## WHAT YOU WILL DO
Identify every line in the entries below that contains the word "young", and copy each of those lines.

## PROVIDED DATA
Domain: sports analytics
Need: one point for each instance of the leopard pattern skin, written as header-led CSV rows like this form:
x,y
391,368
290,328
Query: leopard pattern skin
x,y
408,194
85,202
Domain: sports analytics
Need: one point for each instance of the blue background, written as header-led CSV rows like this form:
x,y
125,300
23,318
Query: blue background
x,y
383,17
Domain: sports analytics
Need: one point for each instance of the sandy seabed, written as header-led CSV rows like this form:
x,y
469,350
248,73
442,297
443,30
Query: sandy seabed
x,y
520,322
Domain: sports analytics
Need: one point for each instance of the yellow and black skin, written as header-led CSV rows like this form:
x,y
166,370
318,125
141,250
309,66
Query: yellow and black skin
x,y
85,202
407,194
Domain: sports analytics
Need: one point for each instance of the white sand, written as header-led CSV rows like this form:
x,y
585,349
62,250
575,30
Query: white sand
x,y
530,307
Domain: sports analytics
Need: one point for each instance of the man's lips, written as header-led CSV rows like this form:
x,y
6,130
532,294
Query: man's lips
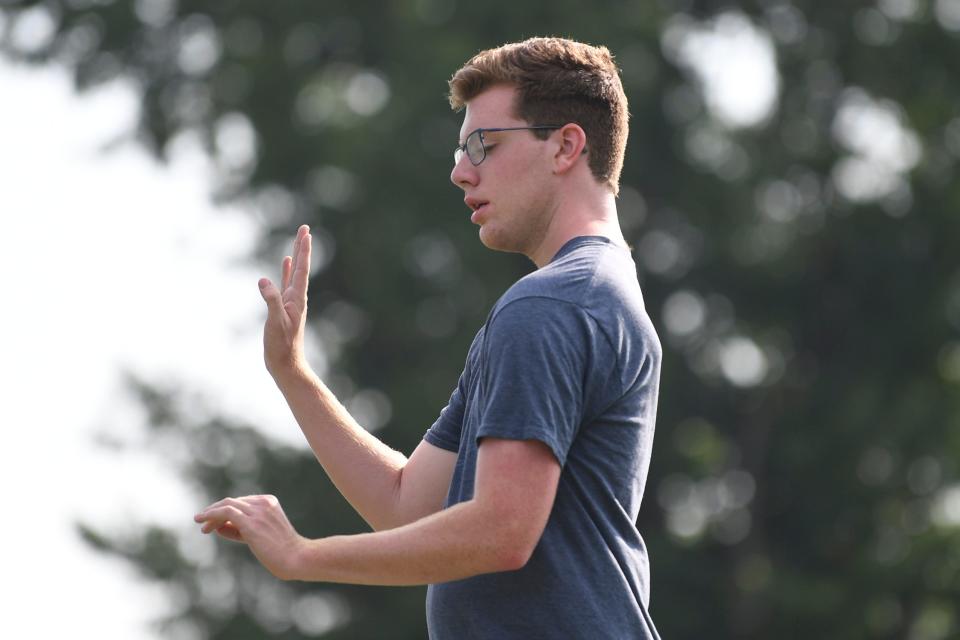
x,y
475,216
478,206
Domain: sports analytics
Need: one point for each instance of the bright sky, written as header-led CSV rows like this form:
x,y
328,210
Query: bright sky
x,y
110,260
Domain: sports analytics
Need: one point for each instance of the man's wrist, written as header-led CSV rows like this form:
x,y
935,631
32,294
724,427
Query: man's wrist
x,y
291,373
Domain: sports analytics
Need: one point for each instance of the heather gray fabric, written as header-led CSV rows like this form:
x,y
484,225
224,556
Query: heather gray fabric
x,y
568,356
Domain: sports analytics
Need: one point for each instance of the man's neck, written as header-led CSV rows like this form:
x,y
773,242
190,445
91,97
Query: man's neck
x,y
594,219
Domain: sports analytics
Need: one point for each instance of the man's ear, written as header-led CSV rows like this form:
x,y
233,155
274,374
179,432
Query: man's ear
x,y
573,144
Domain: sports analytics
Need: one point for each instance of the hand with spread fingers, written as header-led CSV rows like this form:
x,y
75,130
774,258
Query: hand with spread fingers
x,y
260,523
287,309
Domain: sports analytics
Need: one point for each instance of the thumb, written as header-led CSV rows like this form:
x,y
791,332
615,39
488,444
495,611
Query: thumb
x,y
271,295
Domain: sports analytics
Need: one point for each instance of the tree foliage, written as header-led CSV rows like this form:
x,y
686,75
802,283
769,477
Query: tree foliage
x,y
802,268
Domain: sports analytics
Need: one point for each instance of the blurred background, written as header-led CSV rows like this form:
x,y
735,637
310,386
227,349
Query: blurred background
x,y
791,194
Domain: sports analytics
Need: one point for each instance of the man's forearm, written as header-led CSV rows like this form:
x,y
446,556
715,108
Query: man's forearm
x,y
456,543
365,470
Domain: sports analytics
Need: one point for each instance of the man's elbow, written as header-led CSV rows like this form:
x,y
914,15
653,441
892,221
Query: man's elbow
x,y
514,550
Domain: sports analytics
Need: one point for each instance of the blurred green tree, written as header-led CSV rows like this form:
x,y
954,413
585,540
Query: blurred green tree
x,y
791,191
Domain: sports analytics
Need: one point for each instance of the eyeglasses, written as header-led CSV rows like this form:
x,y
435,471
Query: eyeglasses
x,y
476,148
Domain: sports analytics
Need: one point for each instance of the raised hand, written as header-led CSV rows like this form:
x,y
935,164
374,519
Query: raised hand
x,y
287,310
259,522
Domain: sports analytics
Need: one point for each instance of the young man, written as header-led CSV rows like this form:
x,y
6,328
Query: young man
x,y
519,505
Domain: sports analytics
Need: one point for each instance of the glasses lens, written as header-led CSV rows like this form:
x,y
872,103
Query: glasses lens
x,y
475,150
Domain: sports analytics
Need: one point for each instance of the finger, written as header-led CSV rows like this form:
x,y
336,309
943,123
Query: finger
x,y
301,272
271,296
287,269
230,532
217,517
296,246
241,504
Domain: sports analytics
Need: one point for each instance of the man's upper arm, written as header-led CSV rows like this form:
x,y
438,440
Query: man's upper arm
x,y
517,481
424,482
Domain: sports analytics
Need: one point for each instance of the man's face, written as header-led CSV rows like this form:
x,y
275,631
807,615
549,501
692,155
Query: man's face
x,y
510,192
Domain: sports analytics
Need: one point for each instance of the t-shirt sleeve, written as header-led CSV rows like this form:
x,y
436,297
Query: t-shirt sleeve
x,y
445,432
535,356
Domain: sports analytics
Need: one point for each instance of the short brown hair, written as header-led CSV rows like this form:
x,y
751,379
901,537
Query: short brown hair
x,y
557,81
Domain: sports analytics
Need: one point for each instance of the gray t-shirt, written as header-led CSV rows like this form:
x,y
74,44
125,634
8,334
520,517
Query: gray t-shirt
x,y
569,357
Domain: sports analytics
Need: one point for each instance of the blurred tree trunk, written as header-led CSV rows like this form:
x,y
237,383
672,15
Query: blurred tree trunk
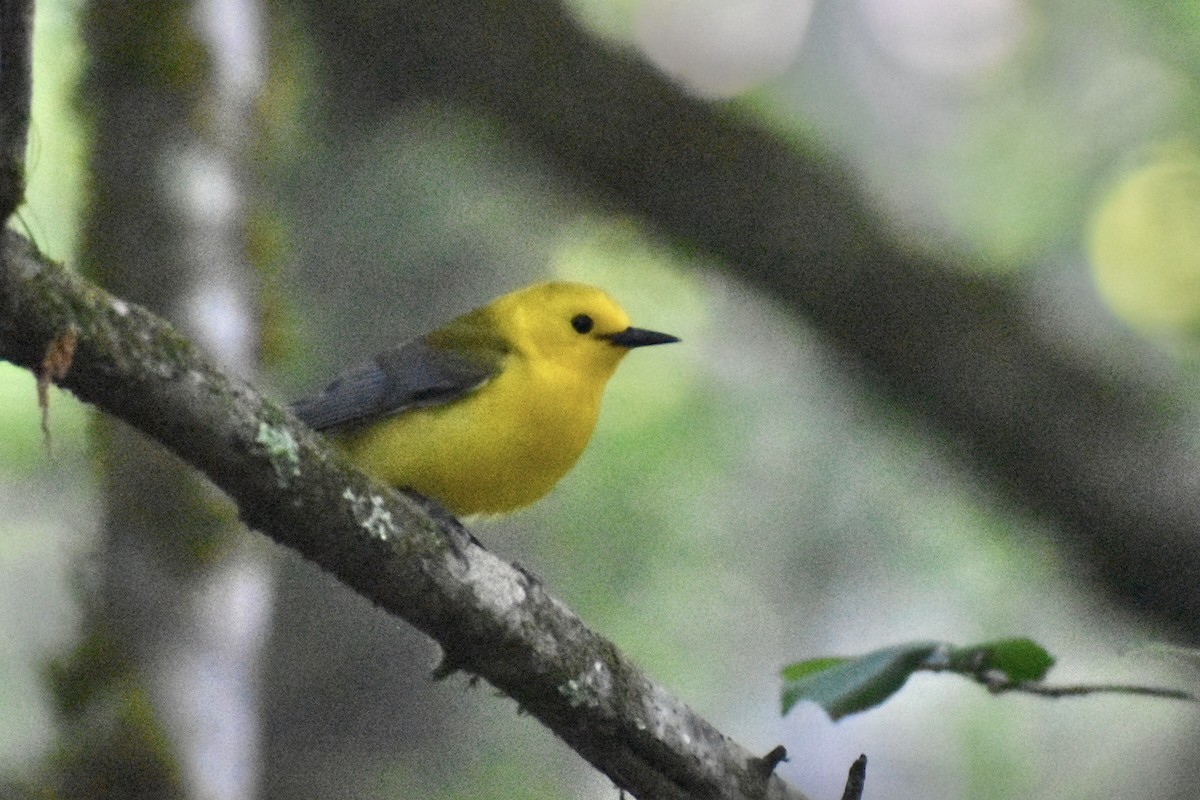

## REPLY
Need: one point for each instance of the young man, written as header-led CSV rows like this form:
Query: young man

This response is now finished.